Start of Extracted text

I just got a call from a very important doctor for a cake for his wife. He knows everyone in our community so I need this cake to be crazy good! Here's the problem - he wants coconut cake, coconut cream filling and white chocolate ganache icing. I hate the taste of coconut so I can't test it...and he wants it for Tuesday. The cake recipe in the recipe index on this site looks great - but the filling I can't find. HELP!!!!!! ASAP!!!!!!!
Check one or all of the following:
www.allrecipes.com
www.recipezaar.com
www.recipegoldmine.com
They all have thousands of recipes, maybe you can
find what you are looking for there.
This is from MarthaStewart.com. I HAVE NOT tried it, though.
Coconut Cream Filling
Makes 4 cups
This filling may be made up to one day ahead and kept, tightly covered, in the refrigerator. Use this to fill Coconut Layer Cake.
6 large egg yolks
3/4 cup sugar
6 tablespoons cornstarch
1/8 teaspoon salt
3 cups milk
4 ounces (1 1/2 cups) sweetened angel-flake coconut
1 1/2 teaspoons pure vanilla extract
Unsalted butter, for wrap
Place egg yolks in a large bowl; whisk to combine; set bowl aside.
Combine sugar, cornstarch, and salt in a saucepan. Gradually whisk in milk. Cook, stirring, over medium heat until mixture thickens and comes to a boil, 10 to 12 minutes. Remove from heat.
Whisk 1/2 cup hot milk mixture into the reserved egg yolks to temper. Slowly pour warm yolks into the saucepan, stirring constantly. Cook slowly, stirring, over medium-low heat, until mixture begins to bubble, 5 to 6 minutes. Remove from heat. Stir in coconut and vanilla.
Transfer filling to a medium mixing bowl. Lightly butter a piece of plastic wrap, and lay it directly on top of filling to prevent a skin from forming. Chill until firm, at least 1 hour.

End of Extracted text

### What this exercise asks
[a] How many egg yolks does the filling recipe in the coconut cake thread call for?
[b] Summarize the coconut cake thread in two sentences.
[c] Continue the coconut cake thread from the point where it stops.
The material that comes next is separate from the coconut cake thread.

Start of Recorded data

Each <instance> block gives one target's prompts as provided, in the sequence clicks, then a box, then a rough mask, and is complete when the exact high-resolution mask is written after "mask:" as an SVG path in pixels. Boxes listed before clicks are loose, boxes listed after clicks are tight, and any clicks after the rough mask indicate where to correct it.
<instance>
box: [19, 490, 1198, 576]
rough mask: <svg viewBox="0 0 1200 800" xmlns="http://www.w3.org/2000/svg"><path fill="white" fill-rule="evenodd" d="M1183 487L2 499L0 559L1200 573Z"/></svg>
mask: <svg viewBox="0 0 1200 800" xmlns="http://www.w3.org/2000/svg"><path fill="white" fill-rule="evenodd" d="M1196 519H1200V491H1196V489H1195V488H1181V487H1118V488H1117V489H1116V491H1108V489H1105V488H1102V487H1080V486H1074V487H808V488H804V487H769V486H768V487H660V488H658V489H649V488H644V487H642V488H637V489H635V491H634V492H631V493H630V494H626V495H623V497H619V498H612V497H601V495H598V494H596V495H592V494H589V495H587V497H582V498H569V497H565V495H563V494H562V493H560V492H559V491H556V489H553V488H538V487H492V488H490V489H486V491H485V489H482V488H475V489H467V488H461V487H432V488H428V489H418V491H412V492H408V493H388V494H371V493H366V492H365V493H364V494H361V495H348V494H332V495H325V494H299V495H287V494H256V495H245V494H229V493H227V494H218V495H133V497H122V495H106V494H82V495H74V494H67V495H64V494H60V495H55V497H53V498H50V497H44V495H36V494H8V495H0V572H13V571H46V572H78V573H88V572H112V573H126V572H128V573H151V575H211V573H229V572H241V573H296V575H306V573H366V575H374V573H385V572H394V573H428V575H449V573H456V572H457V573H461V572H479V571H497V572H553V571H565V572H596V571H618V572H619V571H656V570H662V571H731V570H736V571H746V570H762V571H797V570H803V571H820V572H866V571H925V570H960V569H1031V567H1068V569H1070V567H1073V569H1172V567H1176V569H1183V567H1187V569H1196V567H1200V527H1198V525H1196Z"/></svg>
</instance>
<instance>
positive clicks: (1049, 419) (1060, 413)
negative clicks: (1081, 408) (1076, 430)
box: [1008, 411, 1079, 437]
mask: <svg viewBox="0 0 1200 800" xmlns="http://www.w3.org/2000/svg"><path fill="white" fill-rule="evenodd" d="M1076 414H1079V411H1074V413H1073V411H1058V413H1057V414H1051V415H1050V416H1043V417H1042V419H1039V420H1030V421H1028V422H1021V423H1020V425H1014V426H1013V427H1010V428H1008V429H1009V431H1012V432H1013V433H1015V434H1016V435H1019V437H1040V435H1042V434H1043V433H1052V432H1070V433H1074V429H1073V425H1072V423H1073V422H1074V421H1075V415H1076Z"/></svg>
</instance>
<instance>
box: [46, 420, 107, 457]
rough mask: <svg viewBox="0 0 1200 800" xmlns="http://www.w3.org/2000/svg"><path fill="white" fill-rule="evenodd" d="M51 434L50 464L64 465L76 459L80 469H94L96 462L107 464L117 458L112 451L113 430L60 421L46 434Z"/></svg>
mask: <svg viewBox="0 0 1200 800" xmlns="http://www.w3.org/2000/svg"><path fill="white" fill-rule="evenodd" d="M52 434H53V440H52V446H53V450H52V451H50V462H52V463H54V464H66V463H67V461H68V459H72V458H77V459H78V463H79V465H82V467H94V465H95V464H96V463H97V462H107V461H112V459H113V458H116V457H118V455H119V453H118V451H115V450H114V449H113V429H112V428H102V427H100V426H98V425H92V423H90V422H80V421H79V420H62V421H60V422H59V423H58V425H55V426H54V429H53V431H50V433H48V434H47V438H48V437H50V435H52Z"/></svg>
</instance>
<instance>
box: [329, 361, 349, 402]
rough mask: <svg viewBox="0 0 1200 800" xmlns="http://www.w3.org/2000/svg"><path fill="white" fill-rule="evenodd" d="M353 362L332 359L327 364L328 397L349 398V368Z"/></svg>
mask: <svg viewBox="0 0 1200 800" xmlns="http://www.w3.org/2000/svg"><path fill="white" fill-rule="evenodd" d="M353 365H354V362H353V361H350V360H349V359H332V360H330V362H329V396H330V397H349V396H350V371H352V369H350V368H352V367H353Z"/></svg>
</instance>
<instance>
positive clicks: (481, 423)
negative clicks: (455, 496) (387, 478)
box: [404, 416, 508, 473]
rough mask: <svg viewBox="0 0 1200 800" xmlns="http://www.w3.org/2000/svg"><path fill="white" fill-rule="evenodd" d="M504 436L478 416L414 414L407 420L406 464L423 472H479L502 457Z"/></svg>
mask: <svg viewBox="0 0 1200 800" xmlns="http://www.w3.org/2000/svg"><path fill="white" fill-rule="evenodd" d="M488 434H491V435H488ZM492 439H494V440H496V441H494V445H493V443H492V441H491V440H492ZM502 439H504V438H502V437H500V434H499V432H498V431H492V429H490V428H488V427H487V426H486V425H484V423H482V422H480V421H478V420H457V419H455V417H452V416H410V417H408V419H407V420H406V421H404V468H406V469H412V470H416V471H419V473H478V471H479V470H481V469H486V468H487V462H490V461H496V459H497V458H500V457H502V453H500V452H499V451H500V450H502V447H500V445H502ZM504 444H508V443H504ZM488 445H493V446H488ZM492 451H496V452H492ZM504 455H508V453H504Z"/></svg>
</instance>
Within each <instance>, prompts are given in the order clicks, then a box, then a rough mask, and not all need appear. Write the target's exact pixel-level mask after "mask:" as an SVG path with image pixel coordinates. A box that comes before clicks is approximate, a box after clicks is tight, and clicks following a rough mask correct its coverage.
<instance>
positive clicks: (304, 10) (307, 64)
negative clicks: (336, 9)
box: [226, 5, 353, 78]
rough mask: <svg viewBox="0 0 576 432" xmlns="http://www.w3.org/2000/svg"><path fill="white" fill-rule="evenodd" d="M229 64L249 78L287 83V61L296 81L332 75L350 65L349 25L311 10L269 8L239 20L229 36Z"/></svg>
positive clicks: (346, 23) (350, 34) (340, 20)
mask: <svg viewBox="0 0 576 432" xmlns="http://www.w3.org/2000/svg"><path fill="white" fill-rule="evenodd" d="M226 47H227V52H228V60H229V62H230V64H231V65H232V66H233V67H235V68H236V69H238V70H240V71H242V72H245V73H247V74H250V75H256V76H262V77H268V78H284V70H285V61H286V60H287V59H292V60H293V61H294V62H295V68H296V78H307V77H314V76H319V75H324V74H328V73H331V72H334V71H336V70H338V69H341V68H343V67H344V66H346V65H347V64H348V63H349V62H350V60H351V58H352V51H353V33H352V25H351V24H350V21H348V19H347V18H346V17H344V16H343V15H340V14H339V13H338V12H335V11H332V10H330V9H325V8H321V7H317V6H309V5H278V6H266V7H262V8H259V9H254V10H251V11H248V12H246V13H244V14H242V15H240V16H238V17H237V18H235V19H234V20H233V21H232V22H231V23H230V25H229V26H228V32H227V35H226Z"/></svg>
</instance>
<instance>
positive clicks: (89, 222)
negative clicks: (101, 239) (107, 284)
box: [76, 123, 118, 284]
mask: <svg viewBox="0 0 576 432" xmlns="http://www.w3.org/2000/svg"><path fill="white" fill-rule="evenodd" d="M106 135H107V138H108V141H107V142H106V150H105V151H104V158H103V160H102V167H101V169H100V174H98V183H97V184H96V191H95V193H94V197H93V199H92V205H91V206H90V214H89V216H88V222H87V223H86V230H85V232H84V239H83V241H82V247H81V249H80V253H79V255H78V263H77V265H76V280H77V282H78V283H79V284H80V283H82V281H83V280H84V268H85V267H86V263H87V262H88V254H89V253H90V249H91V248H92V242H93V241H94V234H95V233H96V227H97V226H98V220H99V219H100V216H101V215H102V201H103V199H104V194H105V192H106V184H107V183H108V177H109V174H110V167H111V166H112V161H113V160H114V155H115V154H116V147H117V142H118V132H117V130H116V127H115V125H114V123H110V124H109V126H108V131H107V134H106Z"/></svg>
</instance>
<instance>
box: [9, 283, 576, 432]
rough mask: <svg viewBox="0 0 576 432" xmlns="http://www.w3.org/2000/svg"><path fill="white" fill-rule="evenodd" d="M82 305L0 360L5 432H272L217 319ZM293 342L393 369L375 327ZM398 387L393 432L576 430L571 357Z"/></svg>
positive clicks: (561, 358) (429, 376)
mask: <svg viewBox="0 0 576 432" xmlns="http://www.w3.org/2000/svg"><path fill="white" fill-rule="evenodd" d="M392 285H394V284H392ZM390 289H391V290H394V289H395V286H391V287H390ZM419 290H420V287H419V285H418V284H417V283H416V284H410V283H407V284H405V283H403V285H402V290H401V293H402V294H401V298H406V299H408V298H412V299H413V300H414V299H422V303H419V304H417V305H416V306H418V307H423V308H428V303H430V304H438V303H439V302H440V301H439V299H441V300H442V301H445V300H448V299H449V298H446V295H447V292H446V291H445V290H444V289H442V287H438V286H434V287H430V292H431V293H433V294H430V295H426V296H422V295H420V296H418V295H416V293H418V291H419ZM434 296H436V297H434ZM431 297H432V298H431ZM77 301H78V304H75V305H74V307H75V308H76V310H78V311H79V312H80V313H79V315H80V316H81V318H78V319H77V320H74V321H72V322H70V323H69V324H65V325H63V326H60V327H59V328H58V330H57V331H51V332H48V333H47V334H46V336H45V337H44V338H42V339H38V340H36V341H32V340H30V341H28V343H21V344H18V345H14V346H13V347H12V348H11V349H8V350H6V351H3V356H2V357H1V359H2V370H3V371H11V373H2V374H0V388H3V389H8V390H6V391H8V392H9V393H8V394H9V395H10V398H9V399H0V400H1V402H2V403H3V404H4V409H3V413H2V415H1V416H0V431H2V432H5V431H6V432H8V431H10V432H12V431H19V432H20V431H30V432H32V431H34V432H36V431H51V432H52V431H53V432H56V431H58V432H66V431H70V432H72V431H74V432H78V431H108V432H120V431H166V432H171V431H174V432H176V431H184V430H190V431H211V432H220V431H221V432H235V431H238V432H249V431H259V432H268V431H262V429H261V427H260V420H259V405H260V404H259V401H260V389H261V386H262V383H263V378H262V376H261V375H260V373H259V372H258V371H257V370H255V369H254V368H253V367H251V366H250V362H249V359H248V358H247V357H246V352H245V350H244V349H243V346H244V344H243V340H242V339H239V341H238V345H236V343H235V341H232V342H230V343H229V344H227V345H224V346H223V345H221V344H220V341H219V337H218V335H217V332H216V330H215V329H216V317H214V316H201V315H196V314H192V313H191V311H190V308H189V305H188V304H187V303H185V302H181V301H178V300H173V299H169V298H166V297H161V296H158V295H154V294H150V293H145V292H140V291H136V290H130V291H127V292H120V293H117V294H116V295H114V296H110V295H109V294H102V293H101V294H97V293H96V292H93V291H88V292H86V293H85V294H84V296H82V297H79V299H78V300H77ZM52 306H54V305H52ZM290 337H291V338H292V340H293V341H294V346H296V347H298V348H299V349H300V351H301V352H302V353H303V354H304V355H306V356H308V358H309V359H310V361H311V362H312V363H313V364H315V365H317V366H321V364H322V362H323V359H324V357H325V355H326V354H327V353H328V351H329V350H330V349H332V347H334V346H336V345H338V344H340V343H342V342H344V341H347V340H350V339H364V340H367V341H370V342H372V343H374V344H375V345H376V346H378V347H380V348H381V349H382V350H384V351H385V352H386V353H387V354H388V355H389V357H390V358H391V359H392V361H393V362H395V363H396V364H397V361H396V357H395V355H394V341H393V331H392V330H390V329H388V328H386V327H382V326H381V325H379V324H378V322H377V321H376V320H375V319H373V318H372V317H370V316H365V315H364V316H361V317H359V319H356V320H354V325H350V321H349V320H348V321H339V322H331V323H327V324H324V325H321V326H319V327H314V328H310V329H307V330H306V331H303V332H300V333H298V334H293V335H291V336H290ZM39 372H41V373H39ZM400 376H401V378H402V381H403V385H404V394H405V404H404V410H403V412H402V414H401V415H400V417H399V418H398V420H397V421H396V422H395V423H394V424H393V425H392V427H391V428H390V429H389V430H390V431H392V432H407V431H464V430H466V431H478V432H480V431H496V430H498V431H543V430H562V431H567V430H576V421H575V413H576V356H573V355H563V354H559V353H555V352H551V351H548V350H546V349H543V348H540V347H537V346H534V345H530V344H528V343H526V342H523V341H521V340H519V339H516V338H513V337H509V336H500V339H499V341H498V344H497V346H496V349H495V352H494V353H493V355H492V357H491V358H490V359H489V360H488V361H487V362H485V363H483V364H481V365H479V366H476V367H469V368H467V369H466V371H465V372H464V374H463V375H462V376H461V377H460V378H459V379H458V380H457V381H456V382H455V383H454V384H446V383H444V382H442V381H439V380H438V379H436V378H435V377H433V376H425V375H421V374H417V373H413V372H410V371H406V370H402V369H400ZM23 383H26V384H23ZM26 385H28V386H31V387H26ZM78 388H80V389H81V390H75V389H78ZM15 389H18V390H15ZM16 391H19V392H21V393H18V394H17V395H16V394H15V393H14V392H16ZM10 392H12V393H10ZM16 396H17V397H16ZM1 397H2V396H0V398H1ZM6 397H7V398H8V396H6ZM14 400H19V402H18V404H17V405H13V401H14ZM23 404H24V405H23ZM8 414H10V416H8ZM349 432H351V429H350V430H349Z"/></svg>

End of Recorded data

### Responses per task
[a] Six large egg yolks.

[b] A baker asks for a coconut cream filling for a coconut cake with white chocolate ganache icing that a doctor wants for his wife by Tuesday, and says they can't test it because they hate the taste of coconut. Replies suggest three recipe websites and share an untested Coconut Cream Filling recipe from MarthaStewart.com, which is cooked on the stove with tempered egg yolks and then chilled under buttered plastic wrap.

[c]
The last recipe is pretty looks pretty good, but you shoudl use coconut milk instead of cows milk (don't worry, it will work just the same). Or just make your regular paistry cream recipy with coconut milk and add flaked coconut. I worked in a small upscale bakery fora while and they did this. One other thing I would suggest (that we did in this bakery) is to brush coconut milk on each cake layer before assembling. I normaly HATE soaking syrups, but adding a little coconut milk is really nice. Depending on the size of the cake, you may want to put the coconut milk in a squirt bottle and squirt it on the cake layers instead of brushing it on.
The coconut milk will really help the flavor for both the filling and the cake.
Oh, and one last tip: heat up the cans of coconut milk a little bit and stir/shake because the fat in the milk seperates in the can and forms a solid-ish layer that soudl be recombined.
HTH!
~Kelsie
This is more like a coconut mousse filling. Remember to put a dam around your cake before you fill
1 box coconut cream pudding
1 cup whipping cream
1 cup whole milk
Whip until light and fluffy.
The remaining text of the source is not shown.